◆ Goal ◆
Reproduce the lines of the material that start with the line containing "Please outline every instance of the woman" and go on through the end of the material, renaming "woman in red jacket" as "woman in red coat" and keeping everything else the same.

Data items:
========================================================================
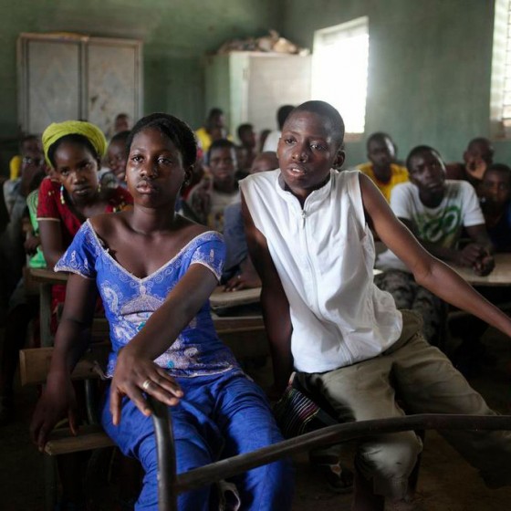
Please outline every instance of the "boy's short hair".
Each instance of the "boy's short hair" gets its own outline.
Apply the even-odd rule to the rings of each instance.
[[[391,142],[393,144],[394,142],[392,141],[392,139],[391,138],[391,135],[389,135],[388,133],[385,133],[383,131],[375,131],[374,133],[371,133],[366,142],[366,147],[367,150],[369,151],[369,146],[374,142],[374,141],[378,141],[378,142],[385,142],[385,139],[388,139],[389,141],[391,141]]]
[[[305,103],[298,105],[289,114],[289,117],[299,111],[312,112],[328,119],[331,125],[332,139],[339,148],[342,147],[342,143],[344,141],[344,120],[342,120],[342,117],[340,116],[337,109],[335,109],[326,101],[306,101]]]
[[[215,149],[224,149],[224,148],[228,148],[232,151],[235,151],[235,150],[236,150],[236,146],[235,145],[234,142],[232,142],[231,141],[228,141],[227,139],[218,139],[217,141],[214,141],[212,142],[212,144],[209,146],[209,150],[208,150],[208,162],[211,159],[211,155],[213,153],[213,151]]]
[[[224,115],[224,110],[222,109],[213,108],[209,110],[207,118],[208,120],[212,120],[215,117],[220,117],[221,115]]]
[[[488,172],[502,172],[503,174],[506,174],[506,176],[507,177],[507,179],[511,182],[511,168],[509,166],[506,165],[505,163],[492,163],[486,169],[486,172],[485,172],[485,175],[483,176],[483,179],[485,179],[485,176]]]
[[[408,172],[411,172],[412,169],[412,160],[413,160],[413,158],[415,158],[417,155],[419,154],[422,154],[423,152],[433,152],[434,154],[436,154],[436,156],[438,156],[439,160],[443,162],[443,160],[442,159],[442,156],[440,155],[440,152],[438,152],[438,151],[436,151],[436,149],[429,146],[429,145],[418,145],[415,146],[409,153],[408,156],[406,157],[406,162],[405,162],[405,165],[406,168],[408,169]]]
[[[282,130],[286,120],[289,117],[289,114],[295,110],[293,105],[282,105],[276,110],[276,122],[278,123],[278,129]]]
[[[247,131],[253,131],[253,130],[254,130],[254,126],[252,124],[249,124],[248,122],[245,122],[245,124],[240,124],[237,129],[238,139],[241,141],[244,133],[246,133]]]

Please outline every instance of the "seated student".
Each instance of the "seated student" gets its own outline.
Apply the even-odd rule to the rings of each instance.
[[[127,113],[118,113],[115,116],[115,120],[113,123],[113,132],[114,135],[120,133],[121,131],[130,131],[131,129],[131,120]]]
[[[238,171],[245,177],[250,173],[252,162],[256,158],[256,132],[252,124],[240,124],[238,126],[238,139],[241,145],[236,148]]]
[[[493,246],[475,192],[468,182],[446,181],[438,151],[428,146],[413,148],[406,159],[410,182],[392,190],[394,214],[415,235],[430,254],[447,263],[473,267],[486,275],[494,267]],[[470,244],[458,249],[464,227]],[[378,256],[376,267],[385,270],[374,283],[392,295],[398,308],[410,308],[422,317],[424,337],[437,344],[442,322],[442,300],[417,284],[407,266],[389,251]]]
[[[222,272],[222,237],[174,214],[195,161],[193,131],[172,116],[152,114],[133,127],[129,146],[134,209],[87,221],[56,266],[72,274],[69,299],[31,431],[42,448],[62,417],[69,416],[76,429],[70,360],[85,348],[81,336],[99,292],[112,341],[101,422],[146,472],[135,509],[156,511],[154,429],[144,393],[171,407],[178,473],[276,443],[281,435],[264,392],[214,331],[208,297]],[[287,460],[233,481],[242,509],[291,508]],[[214,509],[212,494],[209,486],[181,494],[179,509]]]
[[[396,146],[387,133],[372,133],[367,141],[369,162],[358,165],[383,193],[387,202],[391,201],[392,188],[408,181],[408,171],[396,162]]]
[[[30,140],[38,141],[33,137]],[[36,300],[29,300],[26,295],[25,281],[21,273],[26,258],[24,250],[25,213],[28,199],[32,195],[30,192],[38,186],[45,172],[40,141],[36,145],[40,151],[38,154],[34,150],[29,152],[31,156],[22,151],[21,174],[16,187],[16,201],[11,210],[10,222],[0,237],[3,252],[1,260],[5,265],[2,271],[8,276],[2,278],[1,283],[2,291],[8,295],[4,299],[8,297],[8,302],[3,304],[6,319],[3,349],[0,350],[0,425],[12,418],[13,382],[19,359],[18,352],[26,337],[28,321],[38,310]],[[26,240],[25,245],[27,254],[33,251],[33,240]]]
[[[99,186],[98,170],[107,141],[94,124],[82,120],[50,124],[43,133],[43,146],[57,177],[43,180],[37,203],[43,254],[52,268],[87,218],[121,211],[132,199],[121,187]],[[53,287],[53,311],[64,303],[65,289]]]
[[[490,165],[481,182],[481,207],[496,252],[511,252],[511,169]]]
[[[293,105],[282,105],[282,107],[276,110],[276,123],[278,125],[278,130],[274,130],[266,135],[265,143],[263,144],[262,152],[267,152],[270,151],[275,152],[276,151],[282,127],[294,108],[295,107]]]
[[[209,110],[204,126],[199,128],[195,131],[195,136],[199,141],[201,149],[207,152],[211,144],[214,141],[227,139],[232,141],[232,137],[228,135],[225,127],[225,116],[221,109],[211,109]]]
[[[225,139],[214,141],[207,160],[211,175],[190,192],[187,203],[201,224],[223,232],[224,209],[239,201],[235,144]]]
[[[128,159],[126,141],[130,131],[120,131],[110,140],[105,158],[108,165],[107,172],[99,176],[101,186],[126,188],[126,161]],[[101,171],[99,171],[99,173]]]
[[[41,141],[35,135],[28,135],[20,143],[22,164],[21,174],[16,180],[3,183],[0,201],[5,203],[7,214],[6,224],[0,233],[0,294],[5,306],[21,278],[25,266],[25,235],[22,230],[26,209],[26,197],[39,185],[45,175]]]
[[[463,154],[463,163],[447,163],[447,179],[468,181],[479,194],[479,185],[488,165],[494,161],[495,150],[492,142],[477,137],[468,142]]]
[[[251,174],[266,172],[278,168],[275,152],[262,152],[256,156]],[[249,287],[259,287],[261,279],[248,256],[246,237],[241,214],[241,203],[237,202],[225,208],[224,214],[224,238],[227,254],[222,280],[225,282],[225,291],[238,291]]]
[[[344,161],[344,123],[323,101],[287,118],[278,145],[280,169],[240,182],[250,256],[274,362],[274,390],[293,370],[321,394],[339,421],[401,416],[395,388],[410,413],[495,412],[438,349],[420,318],[399,311],[374,286],[370,226],[441,298],[511,335],[511,319],[433,257],[393,214],[372,182]],[[511,483],[510,432],[443,432],[492,485]],[[408,477],[422,450],[413,432],[360,441],[353,509],[404,506]]]

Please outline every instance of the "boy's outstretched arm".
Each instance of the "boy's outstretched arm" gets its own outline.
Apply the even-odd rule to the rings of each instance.
[[[289,314],[289,302],[271,258],[266,239],[254,224],[243,193],[241,203],[248,252],[263,283],[261,306],[273,360],[273,390],[281,393],[287,386],[289,377],[293,372],[293,356],[291,354],[293,327]]]
[[[408,266],[418,284],[446,302],[477,316],[511,336],[511,320],[447,265],[433,257],[395,216],[372,182],[360,175],[366,220],[383,243]]]
[[[419,243],[432,255],[442,261],[452,263],[459,266],[474,268],[478,275],[488,275],[494,269],[495,261],[492,256],[493,245],[486,233],[485,224],[466,227],[472,240],[463,249],[441,246],[430,241],[422,239],[413,231],[413,225],[407,218],[400,220],[413,233]]]

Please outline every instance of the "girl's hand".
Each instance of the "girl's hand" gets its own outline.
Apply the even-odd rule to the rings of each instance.
[[[32,442],[37,445],[39,451],[43,452],[49,433],[66,416],[71,433],[77,434],[77,398],[73,383],[66,374],[50,373],[30,424]]]
[[[144,415],[151,415],[151,410],[143,392],[168,406],[175,406],[183,395],[164,369],[152,360],[131,353],[127,346],[119,354],[110,385],[110,413],[114,425],[120,422],[123,396],[128,396]]]

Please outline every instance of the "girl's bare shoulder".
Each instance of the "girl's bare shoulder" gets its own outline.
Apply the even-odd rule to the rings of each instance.
[[[95,233],[101,239],[108,240],[112,235],[126,230],[130,214],[130,211],[106,213],[90,218],[89,222]]]

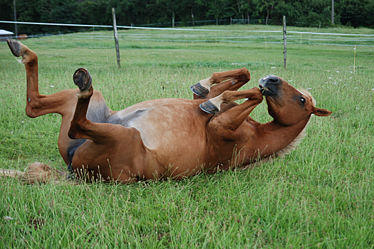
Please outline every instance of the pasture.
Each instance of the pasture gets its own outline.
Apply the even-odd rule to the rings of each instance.
[[[0,248],[372,248],[374,246],[374,43],[342,46],[290,36],[287,69],[278,35],[233,26],[226,31],[119,31],[118,68],[113,31],[30,38],[38,55],[42,94],[75,88],[87,68],[93,88],[119,110],[162,97],[191,98],[189,86],[216,71],[245,67],[244,89],[274,74],[308,90],[317,107],[308,135],[290,155],[249,170],[201,174],[180,181],[130,185],[27,185],[0,178]],[[301,31],[289,27],[288,31]],[[306,29],[374,34],[369,29]],[[196,35],[196,36],[195,36]],[[267,35],[266,35],[267,36]],[[227,42],[230,39],[235,42]],[[326,42],[328,43],[328,42]],[[24,66],[0,43],[0,166],[23,170],[41,161],[66,168],[57,148],[58,115],[28,118]],[[266,102],[252,112],[271,120]],[[181,141],[183,142],[183,141]]]

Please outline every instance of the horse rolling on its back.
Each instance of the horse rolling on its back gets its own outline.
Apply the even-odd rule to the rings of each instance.
[[[84,68],[73,75],[78,89],[41,95],[36,53],[19,41],[9,40],[8,44],[25,65],[27,115],[62,116],[58,149],[76,178],[130,183],[245,167],[289,153],[303,137],[312,114],[331,114],[316,107],[310,93],[277,76],[261,78],[259,88],[237,90],[250,80],[246,68],[214,73],[199,81],[191,88],[194,100],[152,100],[115,112],[93,90]],[[274,120],[261,124],[249,115],[264,96]],[[241,99],[247,100],[234,102]],[[240,164],[232,161],[237,149],[240,153],[234,161]],[[51,169],[40,166],[41,172],[46,170]],[[6,170],[3,174],[24,177],[28,173]]]

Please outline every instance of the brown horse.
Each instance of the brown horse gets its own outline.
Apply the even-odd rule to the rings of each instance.
[[[201,80],[191,88],[194,100],[148,100],[115,112],[83,68],[73,75],[78,89],[41,95],[36,54],[19,41],[8,44],[26,67],[27,115],[62,116],[58,149],[77,178],[130,183],[244,167],[289,153],[312,114],[331,114],[274,75],[261,79],[259,88],[237,91],[250,79],[246,68]],[[274,118],[266,124],[249,117],[263,96]],[[241,99],[247,100],[234,102]]]

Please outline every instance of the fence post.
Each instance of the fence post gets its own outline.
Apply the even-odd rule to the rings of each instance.
[[[287,33],[286,31],[286,16],[283,16],[283,40],[284,51],[284,69],[286,69],[286,65],[287,63]]]
[[[174,20],[175,20],[175,16],[174,16],[174,11],[172,11],[172,28],[175,28],[175,26],[174,26]]]
[[[118,64],[118,68],[120,68],[120,47],[118,46],[118,35],[117,34],[117,23],[115,23],[115,11],[114,8],[112,8],[112,14],[113,16],[114,41],[115,42],[115,51],[117,51],[117,64]]]
[[[13,6],[14,7],[14,28],[16,31],[16,39],[19,37],[19,33],[17,32],[17,16],[16,15],[16,0],[13,0]]]

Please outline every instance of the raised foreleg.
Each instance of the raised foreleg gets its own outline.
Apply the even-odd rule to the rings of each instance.
[[[247,98],[241,105],[235,104],[232,108],[217,113],[211,121],[212,125],[220,129],[235,131],[248,117],[252,110],[263,100],[261,91],[257,88],[241,91],[224,91],[220,95],[212,98],[200,105],[200,108],[211,114],[220,111],[222,104]]]
[[[192,85],[191,90],[194,100],[209,99],[218,96],[225,90],[237,90],[250,79],[251,75],[245,68],[214,73],[209,78]]]

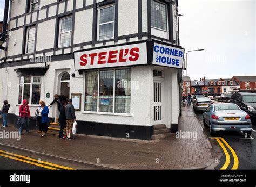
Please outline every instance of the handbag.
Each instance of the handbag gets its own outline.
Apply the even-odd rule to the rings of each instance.
[[[22,105],[22,110],[23,110],[23,105]],[[21,126],[25,123],[26,123],[26,120],[23,116],[21,117],[21,112],[19,112],[19,118],[18,118],[18,121],[17,121],[17,124]]]
[[[24,124],[25,123],[26,121],[25,120],[25,119],[24,119],[24,117],[23,116],[19,116],[18,121],[17,121],[17,124],[19,125],[22,125],[22,124]]]
[[[37,109],[36,110],[36,112],[35,112],[35,116],[34,116],[34,118],[33,118],[33,120],[36,121],[38,121],[38,112],[37,111]]]

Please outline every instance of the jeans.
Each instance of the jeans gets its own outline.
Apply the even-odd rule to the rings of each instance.
[[[26,125],[26,132],[29,132],[29,119],[28,117],[25,118],[25,121],[26,123],[25,123]],[[21,133],[22,133],[22,132],[23,131],[23,128],[24,128],[24,125],[25,124],[22,124],[21,125],[21,127],[19,127],[19,131],[21,132]]]
[[[4,127],[6,127],[7,126],[7,116],[8,115],[8,113],[2,113],[2,117],[3,117],[3,125]]]
[[[59,138],[64,137],[64,135],[63,134],[63,131],[66,127],[66,124],[65,123],[60,123],[60,129],[59,130]]]

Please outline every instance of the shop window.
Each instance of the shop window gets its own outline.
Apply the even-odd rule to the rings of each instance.
[[[72,17],[65,17],[59,20],[59,47],[71,45]]]
[[[85,111],[130,113],[130,69],[86,72]]]
[[[151,0],[151,26],[167,31],[167,5]]]
[[[26,99],[29,104],[38,105],[40,100],[41,77],[25,76],[19,78],[18,104]]]
[[[36,40],[36,27],[28,28],[26,37],[25,53],[33,53],[35,51]]]
[[[154,76],[163,77],[164,76],[164,73],[161,70],[154,70],[153,71]]]
[[[98,15],[98,40],[114,38],[114,5],[99,9]]]

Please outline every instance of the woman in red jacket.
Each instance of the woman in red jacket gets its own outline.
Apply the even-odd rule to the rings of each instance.
[[[26,99],[23,100],[22,105],[19,106],[19,117],[23,117],[24,119],[25,124],[26,125],[26,133],[29,133],[29,119],[30,118],[30,111],[29,110],[29,106],[28,104],[28,102]],[[21,124],[19,131],[21,134],[23,135],[22,131],[23,131],[24,125],[25,124]]]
========================================================================
◆ Task result ◆
Please outline every instance of the woman in red coat.
Each instance of the woman in red coat gets its own outline.
Apply the even-odd rule to the rings of each instance.
[[[26,99],[23,100],[22,105],[19,106],[19,117],[23,117],[24,119],[25,124],[26,125],[26,133],[29,133],[29,119],[30,118],[30,111],[29,110],[29,106],[28,104],[28,102]],[[21,124],[19,131],[21,134],[23,135],[22,131],[23,131],[24,125],[25,124]]]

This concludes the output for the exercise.